▶ [Texte proposé]:
•••••
L'aéroport de Roissy dans le Val-d'Oise / © NASA (Creative commons)
L’aéroport de Roissy dans le Val-d’Oise / © NASA (Creative commons)

Avant la crise sanitaire, le Grand Roissy était l’un des pôles les plus dynamiques de la région parisienne avec 280.900 salariés. Les mesures de confinement ont suspendu la plupart des activités et paralysé un territoire structuré autour de l'aéroport Charles-de-Gaulle. Khader Berrekla, architecte à Goussainville et auteur du blog "Au-delà du périf", nous livre son analyse de l'avenir du territoire.

Khader Berrekla, architecte à Goussainville (Val-d’Oise) et auteur du blog « Au-delà du périf »

Avant la crise sanitaire, le Grand Roissy était l’un des territoires les plus dynamiques de la région parisienne avec 280.900 salariés. Les mesures de confinement décidées à la mi-mars ont suspendu la plupart des activités, comme dans le reste du pays. L’activité économique du territoire est toutefois marquée par une forme de spécialisation dans certains domaines d’activités : en premier lieu l’aérien mais également l’événementiel, avec le parc des expositions de Villepinte et celui du Bourget (Seine-Saint-Denis), et enfin l’hôtellerie-restauration, qui est un maillon indispensable à proximité de telles infrastructures.

A l’heure actuelle, le secteur aérien traverse une crise sans précédent : Air France, premier employeur privé de la plateforme de Roissy, perd 25 millions d’euros par jour compte-tenu de l’arrêt quasi-complet de son activité. Les grands rassemblements tels que les salons, conventions ou conférences sont suspendus jusqu’à la mi-juillet au moins. Les hôtels sont pour la plupart à l’arrêt, les rares restés ouverts fonctionnent au ralenti ou sont réquisitionnés par l’Etat. Quant aux restaurants, ils sont tous fermés et pour longtemps.

« A proximité immédiate de l’aéroport, dans le Val-d’Oise et en Seine-Saint-Denis, les taux de chômage sont déjà parmi les plus élevés de la région »
•••••
▶ [Enregistrements fournis]:
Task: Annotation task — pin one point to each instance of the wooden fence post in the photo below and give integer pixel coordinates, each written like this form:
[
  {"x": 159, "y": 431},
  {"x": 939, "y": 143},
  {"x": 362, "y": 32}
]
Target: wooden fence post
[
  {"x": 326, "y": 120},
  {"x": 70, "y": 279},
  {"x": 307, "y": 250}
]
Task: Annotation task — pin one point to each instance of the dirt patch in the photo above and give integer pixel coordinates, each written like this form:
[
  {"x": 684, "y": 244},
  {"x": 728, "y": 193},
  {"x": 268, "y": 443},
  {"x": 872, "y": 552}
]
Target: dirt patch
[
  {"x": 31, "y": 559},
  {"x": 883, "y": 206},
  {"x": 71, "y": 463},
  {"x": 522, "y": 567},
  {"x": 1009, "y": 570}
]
•••••
▶ [Consignes]:
1. D'après le texte sur le Grand Roissy, combien de salariés ce territoire comptait-il avant la crise sanitaire ?
2. Résumez le texte sur le Grand Roissy en deux phrases.
3. Recopiez le texte sur le Grand Roissy à partir de « L'aéroport de Roissy » jusqu'à « l'avenir du territoire. » inclus.

▶ [Corrigés détaillés]:
1. Il comptait 280.900 salariés.

2. Avant la crise sanitaire, le Grand Roissy était l'un des territoires les plus dynamiques de la région parisienne, avec 280.900 salariés, et son activité reposait surtout sur l'aérien, l'événementiel et l'hôtellerie-restauration. Depuis le confinement, ces secteurs sont presque à l'arrêt : Air France perd 25 millions d'euros par jour, les grands rassemblements sont suspendus, la plupart des hôtels ne tournent plus et les restaurants sont tous fermés.

3.
L'aéroport de Roissy dans le Val-d'Oise / © NASA (Creative commons)
L’aéroport de Roissy dans le Val-d’Oise / © NASA (Creative commons)

Avant la crise sanitaire, le Grand Roissy était l’un des pôles les plus dynamiques de la région parisienne avec 280.900 salariés. Les mesures de confinement ont suspendu la plupart des activités et paralysé un territoire structuré autour de l'aéroport Charles-de-Gaulle. Khader Berrekla, architecte à Goussainville et auteur du blog "Au-delà du périf", nous livre son analyse de l'avenir du territoire.